■ EXERCISE DIRECTIONS: Determine how many lines below hold the string "surface". Reply with the number alone.

[Opening EXTRACTED INFORMATION section]

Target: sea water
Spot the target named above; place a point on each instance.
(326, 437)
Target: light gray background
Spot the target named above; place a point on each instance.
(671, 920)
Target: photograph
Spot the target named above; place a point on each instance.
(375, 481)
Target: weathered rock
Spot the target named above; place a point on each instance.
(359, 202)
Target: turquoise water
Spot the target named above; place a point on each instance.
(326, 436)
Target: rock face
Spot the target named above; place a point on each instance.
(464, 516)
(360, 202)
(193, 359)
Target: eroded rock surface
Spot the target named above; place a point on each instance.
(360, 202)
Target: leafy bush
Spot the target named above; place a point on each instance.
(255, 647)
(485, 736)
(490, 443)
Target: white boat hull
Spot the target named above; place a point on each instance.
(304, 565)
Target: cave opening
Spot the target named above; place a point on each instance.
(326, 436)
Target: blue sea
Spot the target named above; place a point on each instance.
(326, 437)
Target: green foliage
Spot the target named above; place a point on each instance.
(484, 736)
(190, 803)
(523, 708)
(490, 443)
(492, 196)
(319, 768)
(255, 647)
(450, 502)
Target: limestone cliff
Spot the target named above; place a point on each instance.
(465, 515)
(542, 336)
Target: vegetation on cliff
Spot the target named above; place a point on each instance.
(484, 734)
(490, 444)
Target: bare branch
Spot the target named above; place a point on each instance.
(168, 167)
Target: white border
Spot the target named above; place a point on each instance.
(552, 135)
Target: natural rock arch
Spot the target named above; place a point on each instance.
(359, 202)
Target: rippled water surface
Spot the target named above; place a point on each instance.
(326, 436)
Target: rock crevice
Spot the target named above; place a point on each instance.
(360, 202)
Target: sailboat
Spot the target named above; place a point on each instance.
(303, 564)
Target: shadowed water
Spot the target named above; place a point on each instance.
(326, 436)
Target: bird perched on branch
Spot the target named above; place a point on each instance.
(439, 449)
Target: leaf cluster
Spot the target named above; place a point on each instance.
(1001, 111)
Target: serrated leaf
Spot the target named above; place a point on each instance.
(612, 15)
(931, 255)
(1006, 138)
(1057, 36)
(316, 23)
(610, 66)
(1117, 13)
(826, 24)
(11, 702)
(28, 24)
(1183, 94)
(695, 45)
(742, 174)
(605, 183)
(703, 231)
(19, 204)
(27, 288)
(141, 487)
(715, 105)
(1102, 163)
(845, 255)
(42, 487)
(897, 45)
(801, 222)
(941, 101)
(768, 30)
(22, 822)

[Closing EXTRACTED INFORMATION section]

■ ANSWER FOR THIS EXERCISE: 2